About this task: Search the data below, and report every line in which "plank" occurs.

The records:
════════════════════

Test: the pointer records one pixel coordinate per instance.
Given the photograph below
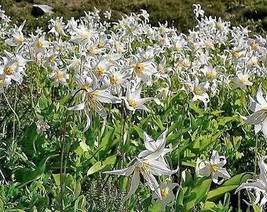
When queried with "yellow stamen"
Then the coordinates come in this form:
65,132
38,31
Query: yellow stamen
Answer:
139,68
93,95
99,71
165,192
85,86
9,70
19,40
198,90
242,80
39,44
214,167
132,103
235,54
100,44
185,64
114,79
211,74
85,35
59,75
58,27
146,165
2,81
255,46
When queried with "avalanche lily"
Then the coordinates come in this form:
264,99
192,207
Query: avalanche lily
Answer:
213,168
259,185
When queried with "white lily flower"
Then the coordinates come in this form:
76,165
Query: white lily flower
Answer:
213,168
148,168
155,149
92,98
259,117
241,80
133,100
259,185
168,197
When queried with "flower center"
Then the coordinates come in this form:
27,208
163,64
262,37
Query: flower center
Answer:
139,68
255,46
235,53
85,35
185,64
100,44
165,192
242,80
59,75
19,40
211,75
132,103
146,165
2,81
214,167
58,27
99,71
9,70
198,90
93,95
39,44
114,80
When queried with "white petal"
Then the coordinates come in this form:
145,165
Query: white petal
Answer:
77,107
260,98
264,127
134,185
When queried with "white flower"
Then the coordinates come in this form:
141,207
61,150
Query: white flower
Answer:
198,10
259,117
259,185
92,98
155,149
241,80
213,168
147,168
59,76
168,197
133,100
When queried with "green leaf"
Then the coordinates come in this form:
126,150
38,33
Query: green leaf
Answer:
238,179
230,185
109,160
156,207
198,193
256,208
95,168
218,192
57,179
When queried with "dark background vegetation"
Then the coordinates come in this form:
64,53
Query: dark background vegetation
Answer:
178,13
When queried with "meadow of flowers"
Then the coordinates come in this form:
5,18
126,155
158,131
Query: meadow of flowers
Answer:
124,116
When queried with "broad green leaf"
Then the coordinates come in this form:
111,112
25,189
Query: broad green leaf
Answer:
109,160
256,208
208,206
95,168
230,185
156,207
80,204
218,192
57,179
198,193
195,108
238,179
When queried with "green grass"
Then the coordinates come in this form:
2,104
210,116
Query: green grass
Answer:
178,13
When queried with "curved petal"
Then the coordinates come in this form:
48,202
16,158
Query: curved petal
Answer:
134,185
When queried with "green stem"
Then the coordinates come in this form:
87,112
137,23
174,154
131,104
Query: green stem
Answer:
256,154
9,105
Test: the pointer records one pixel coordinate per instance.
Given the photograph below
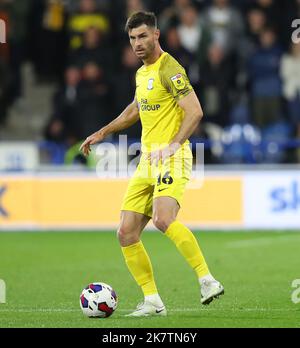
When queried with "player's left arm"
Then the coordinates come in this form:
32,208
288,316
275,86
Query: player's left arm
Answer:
192,116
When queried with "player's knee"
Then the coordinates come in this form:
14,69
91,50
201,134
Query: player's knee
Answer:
127,235
161,222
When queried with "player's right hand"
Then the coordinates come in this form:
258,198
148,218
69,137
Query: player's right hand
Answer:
92,139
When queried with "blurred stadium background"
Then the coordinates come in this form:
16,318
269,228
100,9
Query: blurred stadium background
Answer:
66,70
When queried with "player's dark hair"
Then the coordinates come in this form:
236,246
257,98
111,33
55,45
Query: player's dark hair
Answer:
139,18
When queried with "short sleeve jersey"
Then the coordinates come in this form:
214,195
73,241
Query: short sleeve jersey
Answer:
158,88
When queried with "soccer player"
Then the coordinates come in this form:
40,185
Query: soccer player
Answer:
169,111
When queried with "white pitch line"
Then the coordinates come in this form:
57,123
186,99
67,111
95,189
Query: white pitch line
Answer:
62,310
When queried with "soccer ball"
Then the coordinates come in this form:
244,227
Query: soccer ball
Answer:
98,300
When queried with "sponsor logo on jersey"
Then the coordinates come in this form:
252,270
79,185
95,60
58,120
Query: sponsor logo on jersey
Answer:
150,84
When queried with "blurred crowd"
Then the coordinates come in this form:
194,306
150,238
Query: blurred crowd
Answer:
239,56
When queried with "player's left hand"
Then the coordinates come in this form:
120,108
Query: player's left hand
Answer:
162,154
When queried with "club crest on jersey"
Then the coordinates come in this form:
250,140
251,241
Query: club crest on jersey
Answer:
178,81
150,84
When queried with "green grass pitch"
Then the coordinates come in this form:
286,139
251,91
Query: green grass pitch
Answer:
45,273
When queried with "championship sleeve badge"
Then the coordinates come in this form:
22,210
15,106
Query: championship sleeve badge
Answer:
178,81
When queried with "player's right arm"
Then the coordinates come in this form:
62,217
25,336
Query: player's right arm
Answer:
127,118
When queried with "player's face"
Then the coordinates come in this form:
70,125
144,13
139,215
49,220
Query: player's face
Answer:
143,41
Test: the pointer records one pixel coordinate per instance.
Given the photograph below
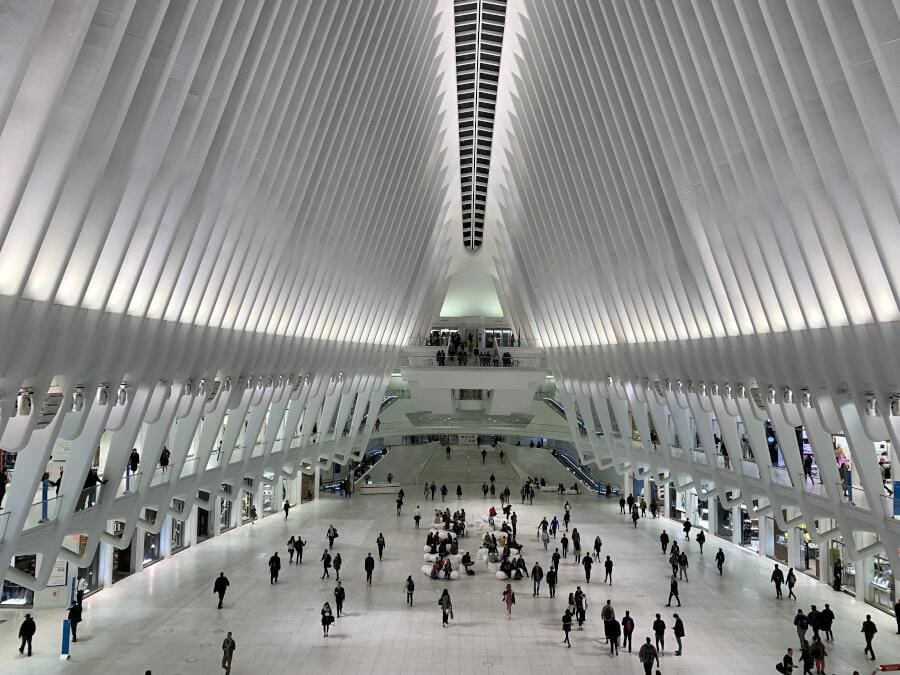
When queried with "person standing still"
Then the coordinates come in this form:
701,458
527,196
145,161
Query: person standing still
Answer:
627,630
228,647
678,629
777,578
410,587
220,585
26,633
446,608
868,630
369,566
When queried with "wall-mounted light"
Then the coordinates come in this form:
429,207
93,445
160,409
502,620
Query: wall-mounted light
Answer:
871,405
895,405
23,402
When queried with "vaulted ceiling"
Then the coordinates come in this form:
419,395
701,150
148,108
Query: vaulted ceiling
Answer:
633,172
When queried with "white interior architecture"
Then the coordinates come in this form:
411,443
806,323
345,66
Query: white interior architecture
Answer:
259,241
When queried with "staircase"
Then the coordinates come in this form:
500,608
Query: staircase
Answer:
464,468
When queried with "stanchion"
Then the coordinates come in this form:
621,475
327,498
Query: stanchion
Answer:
64,651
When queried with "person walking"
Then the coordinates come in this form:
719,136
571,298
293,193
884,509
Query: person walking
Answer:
802,624
868,630
74,616
537,575
659,632
509,598
580,606
678,630
26,634
826,618
410,587
777,578
339,596
274,568
446,608
673,592
615,631
608,616
627,630
818,653
327,619
82,588
647,655
221,585
228,647
369,566
551,581
298,548
567,627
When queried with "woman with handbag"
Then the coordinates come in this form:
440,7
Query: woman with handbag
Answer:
446,608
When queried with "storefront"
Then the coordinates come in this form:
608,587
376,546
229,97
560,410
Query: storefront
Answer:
225,520
178,538
724,526
749,529
152,540
91,573
881,589
839,552
14,595
776,541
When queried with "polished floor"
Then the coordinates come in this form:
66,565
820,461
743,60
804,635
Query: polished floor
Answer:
165,619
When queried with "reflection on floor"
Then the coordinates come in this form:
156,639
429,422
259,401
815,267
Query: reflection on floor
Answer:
165,619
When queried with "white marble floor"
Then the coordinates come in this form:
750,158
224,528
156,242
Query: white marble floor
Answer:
165,619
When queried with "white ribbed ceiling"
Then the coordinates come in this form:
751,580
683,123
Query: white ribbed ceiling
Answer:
280,167
681,170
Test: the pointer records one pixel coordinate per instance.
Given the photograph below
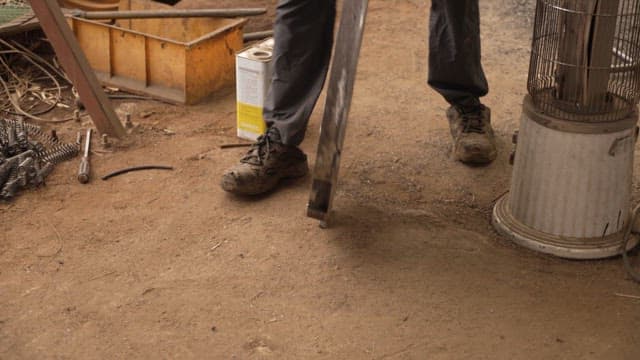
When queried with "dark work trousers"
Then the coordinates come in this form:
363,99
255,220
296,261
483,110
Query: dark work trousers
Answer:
303,34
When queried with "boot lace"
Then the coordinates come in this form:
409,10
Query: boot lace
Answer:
259,151
472,120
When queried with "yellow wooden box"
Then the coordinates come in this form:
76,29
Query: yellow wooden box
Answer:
176,60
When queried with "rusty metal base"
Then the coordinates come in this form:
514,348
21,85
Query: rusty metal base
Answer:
565,247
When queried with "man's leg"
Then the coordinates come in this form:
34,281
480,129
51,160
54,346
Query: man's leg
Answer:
303,43
302,51
455,71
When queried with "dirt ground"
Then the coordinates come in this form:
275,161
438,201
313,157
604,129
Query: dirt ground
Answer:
165,265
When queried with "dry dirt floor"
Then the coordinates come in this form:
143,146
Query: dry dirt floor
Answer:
165,265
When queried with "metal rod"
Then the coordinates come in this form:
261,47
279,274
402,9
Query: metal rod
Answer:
85,167
176,13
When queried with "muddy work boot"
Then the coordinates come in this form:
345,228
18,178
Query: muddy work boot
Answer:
473,138
267,162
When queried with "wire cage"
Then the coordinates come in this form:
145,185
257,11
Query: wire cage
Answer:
585,59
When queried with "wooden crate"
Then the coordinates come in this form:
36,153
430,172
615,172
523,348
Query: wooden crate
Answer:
176,60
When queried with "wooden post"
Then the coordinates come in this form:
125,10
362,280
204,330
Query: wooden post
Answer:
585,52
77,67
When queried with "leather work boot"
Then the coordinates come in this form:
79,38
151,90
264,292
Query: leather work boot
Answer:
265,164
473,138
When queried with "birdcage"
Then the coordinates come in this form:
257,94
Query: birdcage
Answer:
571,187
585,59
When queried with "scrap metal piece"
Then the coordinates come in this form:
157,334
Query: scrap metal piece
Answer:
77,67
136,168
334,122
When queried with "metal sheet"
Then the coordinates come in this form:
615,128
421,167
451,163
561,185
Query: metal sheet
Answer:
334,122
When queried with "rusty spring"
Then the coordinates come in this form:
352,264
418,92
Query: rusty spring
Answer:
28,155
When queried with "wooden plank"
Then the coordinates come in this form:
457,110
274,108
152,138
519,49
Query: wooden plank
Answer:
77,67
586,43
336,111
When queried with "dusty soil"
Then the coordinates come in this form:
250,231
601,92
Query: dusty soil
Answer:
166,265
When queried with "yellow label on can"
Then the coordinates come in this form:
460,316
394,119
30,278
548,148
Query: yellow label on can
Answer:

════════════════════

Answer:
When queried with "wooden plank"
Query: wooden plank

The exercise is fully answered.